> **Texte cité**
^^^^

L’isolation du puruṣa doit être absolue. Il n’en est pas du yoga comme de ces suppressions momentanées des fonctions intellectuelles qu’on a l’occasion d’observer au courant de l’existence. À la différence du sommeil profond ou de l’extase, le yoga se traduit par deux résultats, définitifs l’un et l’autre. Tout d’abord, il extirpe les germes de renaissances futures. En outre, il stérilise les prédispositions produites par le fonctionnement de l’organe pensant dans les existences antérieures. « C’est dans deux phases successives que le yoga sape d’avance les fondements d’existences ultérieures, et qu’il efface les empreintes qui déterminent l’existence actuelle. Dans la première, il est « conscient », samprajñāta-yoga : la pensée est alors exclusivement attentive à son objet propre, et toutes les modifications du citta sont suspendues dans la mesure où elles dépendent des choses extérieures[13] » ; les fruits qu’il procure sous cette forme sont, ou bien visibles, — la cessation de la souffrance[14], — ou invisibles, — la perception immédiate de l’Être qui fait l’objet de la méditation, c’est-à-dire d’Īśvara ou du puruṣa. La deuxième période du yoga est celle où il est « inconscient », asamprajñāta : l’organe pensant se résout en sa cause, la prakṛti ; le sentiment de la personnalité se perd ; le sujet qui médite, l’objet sur lequel s’arrête sa pensée, l’acte même de la méditation, ne font plus qu’un. On dit que le yoga est en ce moment « sans support », nirālambana, la méditation n’ayant plus besoin d’un véhicule ou d’un symbole[15]. Et comme les saṁskāra qui ont commencé à développer leurs effets sont eux-mêmes consumés[16], le fruit qu’on recueille, c’est la libération ; le yogin n’a qu’à la désirer, pour qu’elle se réalise immédiatement (svecchayā mokṣaḥ, Y. S. S., p. 6).

  1. « La condition qu’obtiennent les Sānkhya, les Yogins l’obtiennent aussi ; il voit bien, celui pour qui Sānkhya et Yoga ne font qu’un » (Bhag. G. V, 5).
  2. Dans son commentaire sur les Sānkhya-sūtra, Vijñānabhikṣu cite fréquemment les Yoga-sūtra et l’interprétation qu’en a donnée Vyāsa ; il peut le faire d’autant plus justement, dit-il, que les doctrines essentielles sont les mêmes (p. 25).
  3. Kāṭh. Up. 3, 13.
  4. Vijñ., p. 34.

^^^^

> **Énoncé écrit 1**
Recopiez le passage du texte sur le yoga qui va de « 2. Dans son » jusqu’à « 4. Vijñ., p. 34. ».
> **Énoncé écrit 2**
Dans le texte sur le yoga, quel terme sanskrit désigne le yoga « sans support » ?
> **Énoncé écrit 3**
Prolongez, s’il vous plaît, le texte sur le yoga à partir de l’endroit où il s’arrête.

> **Données fournies**
^^^^

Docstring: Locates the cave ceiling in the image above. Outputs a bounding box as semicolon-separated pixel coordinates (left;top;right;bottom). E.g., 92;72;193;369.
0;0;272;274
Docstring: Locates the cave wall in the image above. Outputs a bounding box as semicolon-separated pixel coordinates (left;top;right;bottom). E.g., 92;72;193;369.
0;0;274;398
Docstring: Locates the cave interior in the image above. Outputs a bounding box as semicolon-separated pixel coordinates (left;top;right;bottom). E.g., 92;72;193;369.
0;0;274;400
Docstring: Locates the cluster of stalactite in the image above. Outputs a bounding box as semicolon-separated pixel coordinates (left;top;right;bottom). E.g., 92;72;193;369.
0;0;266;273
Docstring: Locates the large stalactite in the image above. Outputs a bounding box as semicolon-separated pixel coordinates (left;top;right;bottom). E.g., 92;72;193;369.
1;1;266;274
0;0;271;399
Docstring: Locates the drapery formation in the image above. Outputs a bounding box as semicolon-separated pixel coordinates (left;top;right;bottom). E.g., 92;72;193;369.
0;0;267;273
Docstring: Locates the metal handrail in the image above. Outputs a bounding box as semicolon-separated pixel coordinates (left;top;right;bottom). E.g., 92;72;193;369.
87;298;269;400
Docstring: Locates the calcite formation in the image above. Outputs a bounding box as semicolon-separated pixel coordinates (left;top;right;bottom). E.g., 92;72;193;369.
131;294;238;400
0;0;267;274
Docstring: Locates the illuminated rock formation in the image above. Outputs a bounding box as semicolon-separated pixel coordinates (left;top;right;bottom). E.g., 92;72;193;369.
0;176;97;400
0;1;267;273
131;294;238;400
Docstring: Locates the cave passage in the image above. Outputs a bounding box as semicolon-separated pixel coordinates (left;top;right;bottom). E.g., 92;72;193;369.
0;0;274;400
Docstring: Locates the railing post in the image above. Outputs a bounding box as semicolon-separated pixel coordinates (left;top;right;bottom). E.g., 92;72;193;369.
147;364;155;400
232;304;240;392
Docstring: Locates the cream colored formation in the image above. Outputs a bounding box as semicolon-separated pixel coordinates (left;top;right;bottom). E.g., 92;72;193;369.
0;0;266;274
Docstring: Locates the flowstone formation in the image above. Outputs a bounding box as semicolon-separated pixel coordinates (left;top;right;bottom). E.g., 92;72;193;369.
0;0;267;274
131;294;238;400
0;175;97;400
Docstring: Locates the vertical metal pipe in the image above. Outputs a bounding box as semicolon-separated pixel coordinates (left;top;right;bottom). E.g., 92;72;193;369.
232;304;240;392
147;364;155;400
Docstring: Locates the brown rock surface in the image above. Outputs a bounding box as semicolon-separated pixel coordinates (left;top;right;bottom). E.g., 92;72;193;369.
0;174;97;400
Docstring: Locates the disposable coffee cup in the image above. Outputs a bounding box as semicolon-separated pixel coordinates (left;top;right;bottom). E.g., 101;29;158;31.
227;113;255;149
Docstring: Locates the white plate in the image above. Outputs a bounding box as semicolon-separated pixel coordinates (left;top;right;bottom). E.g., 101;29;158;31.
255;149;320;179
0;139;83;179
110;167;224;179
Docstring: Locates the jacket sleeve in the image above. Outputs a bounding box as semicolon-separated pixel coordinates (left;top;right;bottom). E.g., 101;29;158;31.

^^^^

> **Résultat 1**
2. Dans son commentaire sur les Sānkhya-sūtra, Vijñānabhikṣu cite fréquemment les Yoga-sūtra et l’interprétation qu’en a donnée Vyāsa ; il peut le faire d’autant plus justement, dit-il, que les doctrines essentielles sont les mêmes (p. 25).
  3. Kāṭh. Up. 3, 13.
  4. Vijñ., p. 34.

> **Résultat 2**
Nirālambana.

> **Résultat 3**
  5. On comprend en général puruṣaviśeṣa en ce sens que Dieu est une âme à part, les autres âmes étant indépendantes de lui, n’émanant pas de lui. Mais toutes les âmes ne sont-elles pas indépendantes les unes des autres ? Le double fait que Dieu est de toute éternité en possession de la toute-science, et que, associé à la prakṛti, il n’est lié qu’au sattva pur, met le puruṣa-Īśvara infiniment au-dessus des autres âmes.
  6. D’après le commentaire de Vyāsa, le praṇidhāna c’est à remettre tous ses actes au Guru suprême, ou renoncer au fruit de ses actes ». Le Yogasāra définit ainsi ce terme : « C’est la pensée dirigée vers Īśvara, en commençant par le praṇava (om, le symbole de Dieu) et en finissant par sa vue directe » (p. 19).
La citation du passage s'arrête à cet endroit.